* **Text passage**
::::

I’m trying to do some program synthesis in Julia. This means generating a lot of programs (Julia Exprs) evaluating them, and scoring them. These Expressions can create new types, structs, functions, etc. The most reasonable way to do this seems to be to dynamically create a new module. As far as I can tell, creating a module is permanent. Hence it seems like this will inevitably produce memory leaks. Is this true? If so, is there a way around this? Is there a better alternative? Below is a toy example to demonstrate what I mean, which does indeed accumulate increasing amounts of memory:
function genprog(n = 10)
for i = 1:n
y = rand()
mdname = gensym()
expr = :(module $mdname
f(x) = 2*x + $y
end
)
@show expr
m = @show eval(expr)
@show Base.invokelatest(m.f, 3))
end
end
To try to avoid the XY Problem , could you elaborate a bit on what you are generating all this code for? Is it some sort of genetic algorithm? Without knowing any of this, it seems like you might get better results from building and evaluating data structures rather than generating code.
I am doing Bayesian program synthesis, which means to generate programs that are likely to have to have generate data. This is not quite the same as genetic programming but there are many similarities. I have an internal DSL that I compile to Julia. I could of course write an interpreter for my DSL, but I am hoping to make use of Julia’s compiler instead.

::::

* **Data excerpts**

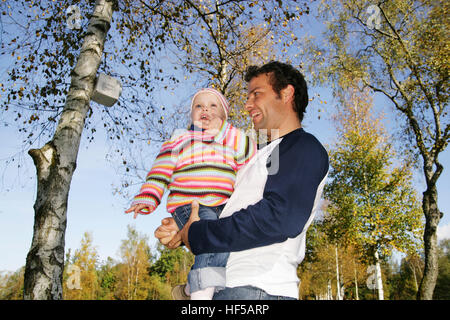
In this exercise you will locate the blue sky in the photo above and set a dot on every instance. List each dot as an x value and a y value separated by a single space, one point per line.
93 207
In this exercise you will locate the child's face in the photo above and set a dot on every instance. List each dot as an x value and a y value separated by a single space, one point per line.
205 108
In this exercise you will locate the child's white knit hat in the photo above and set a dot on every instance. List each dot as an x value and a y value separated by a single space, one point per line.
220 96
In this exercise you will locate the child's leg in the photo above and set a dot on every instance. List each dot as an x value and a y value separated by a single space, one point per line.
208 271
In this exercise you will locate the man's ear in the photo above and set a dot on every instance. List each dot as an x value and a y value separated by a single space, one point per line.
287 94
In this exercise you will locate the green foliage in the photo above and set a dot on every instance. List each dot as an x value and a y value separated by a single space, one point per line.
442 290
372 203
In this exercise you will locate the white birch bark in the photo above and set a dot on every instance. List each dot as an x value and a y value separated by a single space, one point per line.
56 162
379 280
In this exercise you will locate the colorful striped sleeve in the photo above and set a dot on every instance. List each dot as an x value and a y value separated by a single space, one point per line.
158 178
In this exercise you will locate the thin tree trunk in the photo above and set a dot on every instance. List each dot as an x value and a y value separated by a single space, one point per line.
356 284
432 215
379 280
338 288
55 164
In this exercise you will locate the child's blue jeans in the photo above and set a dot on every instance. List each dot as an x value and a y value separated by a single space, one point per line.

::::

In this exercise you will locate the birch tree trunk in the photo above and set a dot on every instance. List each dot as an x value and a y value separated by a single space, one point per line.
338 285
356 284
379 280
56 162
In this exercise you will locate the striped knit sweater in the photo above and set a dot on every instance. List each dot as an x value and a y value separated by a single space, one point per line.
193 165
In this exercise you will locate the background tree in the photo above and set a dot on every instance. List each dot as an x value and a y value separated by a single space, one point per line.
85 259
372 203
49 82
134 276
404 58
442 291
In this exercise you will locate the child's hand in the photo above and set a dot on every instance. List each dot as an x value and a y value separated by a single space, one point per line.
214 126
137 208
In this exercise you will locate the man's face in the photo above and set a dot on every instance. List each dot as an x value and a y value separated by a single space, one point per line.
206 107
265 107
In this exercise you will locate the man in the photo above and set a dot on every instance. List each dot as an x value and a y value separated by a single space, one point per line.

::::

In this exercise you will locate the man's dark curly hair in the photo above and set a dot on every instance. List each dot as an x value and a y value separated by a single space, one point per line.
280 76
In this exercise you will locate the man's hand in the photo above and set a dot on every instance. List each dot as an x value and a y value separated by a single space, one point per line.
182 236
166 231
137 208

::::

Answer the following questions about the Julia program synthesis text above, marking your answers (a), (b) and (c) to match.
(a) What does the first post say is generated, evaluated and scored?
(b) What does the reply say might give better results than generating code?
(c) What does the author say is compiled to Julia?

(a) A lot of programs (Julia Exprs).
(b) Building and evaluating data structures.
(c) An internal DSL.